In my case I have 280 favorites. There's no way I'm spending hours trying to figure out which are private and then repeating this every week or two as videos get removed or marked private. That's insane.


----------



## kimpossible (Dec 23, 2010)

I was helping a friend set up her TIVO Premiere so her son could watch You Tube videos. At first I encountered the same problems that many of you had. I could see videos that I favorited but those SAME videos would not show up if I put them into playlists. In fact, none of the playlists showed up at all.

I called TIVO and they were no help at all except that the operater referred me to this thread. I followed the advice here and added descriptions and tags to each of my playlists and made sure that none of them contained over 25 videos. I also for good measure deleted all spaces from the playlist names. That helped two of my three playlists show up. I could see all the videos though the listed video count was wrong. The third playlist showed up empty even though it had 24 videos which all played fine on the internet. I noticed that one of them had a blank description field. I deleted that one from the list and viola! the other 23 videos showed up in the playlist.

I hope this helps. Thanks to everyone who contributed advice to this thread.


----------



## morac (Mar 14, 2003)

I'm beginning to think it isn't even worth the hassle of trying to get the lists to show up since the YouTube TiVo application won't display HD videos in HD (shows them as 480p or upscaled SD). With more YouTube videos going HD that's a major downside.


----------



## jakerome (Nov 29, 2002)

Another YouTube complaint here. I tuned in to watch the President's remarks tonight: 



 . On my TiVo the audio was stuttering to the point of being unlistenable. The video looked to be pulling the 240p stream. Blocky, choppy. Just horrid. Mind you, I have 20mbps internet.

Issues with playlists. Favorites. Search is frustrating. I keep having to log out, which is major PITA if you don't have the keyboard remote. In total, it's a terrible experience, and given all the hype we heard in March about 1 Box, a bit surprising. I thought things were going to work together well now?

All the internet content suffers from major drawbacks compared to other platforms such as XBox, AppleTV or Roku. The Netflix interface is beyond spartan, and that we can't easily search Netflix content alone is baffling. Amazon suffers fatal errors about 20% of the time, and pixelation/ blocking is all too noticeable. Video podcasts are fine, I suppose, but I'm not sure that TiVo's content folks are really doing a good job finding the best of the best for us to browse, and if there's a search there I'm not finding it.

Bottom line, without the keyboard remote TiVo is a distant 5th when it comes to accessing net content on your TV. Yet it's the most expensive by far. Frustrated 10 year TiVo fan that retired from being an advocate and now wondering why I'm still on board at all.

***

WRITTEN PROBLEM 1: Please print, word for word, the part of the TiVo YouTube thread starting with "Another YouTube complaint" and going on through "have 20mbps internet.".
WRITTEN PROBLEM 2: In the TiVo YouTube thread, what limit on the number of videos did kimpossible keep each playlist under?
WRITTEN PROBLEM 3: Name every other platform that jakerome compares TiVo's internet content against in the TiVo YouTube thread.

***

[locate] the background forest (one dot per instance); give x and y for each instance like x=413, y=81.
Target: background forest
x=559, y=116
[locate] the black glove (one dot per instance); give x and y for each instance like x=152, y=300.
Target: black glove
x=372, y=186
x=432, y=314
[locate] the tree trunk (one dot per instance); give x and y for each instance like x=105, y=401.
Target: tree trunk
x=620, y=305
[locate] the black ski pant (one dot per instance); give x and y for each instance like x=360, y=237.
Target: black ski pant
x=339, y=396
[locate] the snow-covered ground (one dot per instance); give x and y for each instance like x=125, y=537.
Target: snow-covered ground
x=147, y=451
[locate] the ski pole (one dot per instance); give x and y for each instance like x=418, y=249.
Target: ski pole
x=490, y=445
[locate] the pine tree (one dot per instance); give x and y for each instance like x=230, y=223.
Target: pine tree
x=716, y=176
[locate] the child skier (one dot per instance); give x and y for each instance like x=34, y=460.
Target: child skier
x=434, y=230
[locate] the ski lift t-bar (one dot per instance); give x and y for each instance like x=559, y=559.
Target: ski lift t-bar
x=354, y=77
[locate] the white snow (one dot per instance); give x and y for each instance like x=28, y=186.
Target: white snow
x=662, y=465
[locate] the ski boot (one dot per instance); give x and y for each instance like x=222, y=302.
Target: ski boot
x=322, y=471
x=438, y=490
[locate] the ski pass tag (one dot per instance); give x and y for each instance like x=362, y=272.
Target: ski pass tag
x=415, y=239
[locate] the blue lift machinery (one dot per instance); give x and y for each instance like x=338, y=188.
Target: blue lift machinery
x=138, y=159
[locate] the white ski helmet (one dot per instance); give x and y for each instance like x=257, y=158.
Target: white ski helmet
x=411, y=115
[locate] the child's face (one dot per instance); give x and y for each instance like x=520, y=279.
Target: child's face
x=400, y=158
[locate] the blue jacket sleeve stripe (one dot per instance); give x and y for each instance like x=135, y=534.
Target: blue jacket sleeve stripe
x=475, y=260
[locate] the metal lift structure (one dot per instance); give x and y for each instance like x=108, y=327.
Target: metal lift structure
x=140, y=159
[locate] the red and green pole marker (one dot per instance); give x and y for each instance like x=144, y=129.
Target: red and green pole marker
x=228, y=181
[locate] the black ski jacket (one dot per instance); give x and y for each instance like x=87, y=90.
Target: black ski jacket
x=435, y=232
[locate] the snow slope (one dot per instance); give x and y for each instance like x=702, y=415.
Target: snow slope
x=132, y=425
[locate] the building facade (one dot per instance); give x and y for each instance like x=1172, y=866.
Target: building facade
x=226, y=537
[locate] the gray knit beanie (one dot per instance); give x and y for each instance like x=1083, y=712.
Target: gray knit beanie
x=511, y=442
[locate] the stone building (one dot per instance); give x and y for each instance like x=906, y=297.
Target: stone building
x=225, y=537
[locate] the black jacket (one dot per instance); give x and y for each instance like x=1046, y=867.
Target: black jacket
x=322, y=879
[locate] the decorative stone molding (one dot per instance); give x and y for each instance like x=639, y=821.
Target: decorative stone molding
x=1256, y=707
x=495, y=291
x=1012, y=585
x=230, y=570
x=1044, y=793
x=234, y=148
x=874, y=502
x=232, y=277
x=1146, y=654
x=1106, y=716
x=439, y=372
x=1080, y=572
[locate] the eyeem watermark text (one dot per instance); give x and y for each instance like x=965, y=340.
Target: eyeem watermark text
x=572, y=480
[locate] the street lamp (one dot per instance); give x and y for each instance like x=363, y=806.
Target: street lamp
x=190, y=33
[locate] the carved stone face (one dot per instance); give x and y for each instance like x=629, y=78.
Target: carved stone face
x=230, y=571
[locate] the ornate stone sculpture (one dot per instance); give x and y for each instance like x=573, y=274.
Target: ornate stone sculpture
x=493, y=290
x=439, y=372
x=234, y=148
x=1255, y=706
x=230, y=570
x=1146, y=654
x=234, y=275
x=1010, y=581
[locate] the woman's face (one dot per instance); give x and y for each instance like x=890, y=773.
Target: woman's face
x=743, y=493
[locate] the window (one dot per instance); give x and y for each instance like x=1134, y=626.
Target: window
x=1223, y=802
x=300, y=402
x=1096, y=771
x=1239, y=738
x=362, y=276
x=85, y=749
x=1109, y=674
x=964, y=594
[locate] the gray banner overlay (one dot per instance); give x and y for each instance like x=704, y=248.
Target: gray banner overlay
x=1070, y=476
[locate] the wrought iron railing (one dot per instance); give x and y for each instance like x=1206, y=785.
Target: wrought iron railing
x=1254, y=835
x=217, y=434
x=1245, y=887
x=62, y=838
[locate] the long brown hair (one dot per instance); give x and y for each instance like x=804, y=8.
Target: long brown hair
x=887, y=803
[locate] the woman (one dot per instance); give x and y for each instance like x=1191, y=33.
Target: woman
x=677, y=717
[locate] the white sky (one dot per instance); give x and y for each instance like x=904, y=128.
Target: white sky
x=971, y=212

***

FINISHED ANSWER 1:
Another YouTube complaint here. I tuned in to watch the President's remarks tonight: 



 . On my TiVo the audio was stuttering to the point of being unlistenable. The video looked to be pulling the 240p stream. Blocky, choppy. Just horrid. Mind you, I have 20mbps internet.

FINISHED ANSWER 2: None of the playlists contained over 25 videos.

FINISHED ANSWER 3: XBox, AppleTV, Roku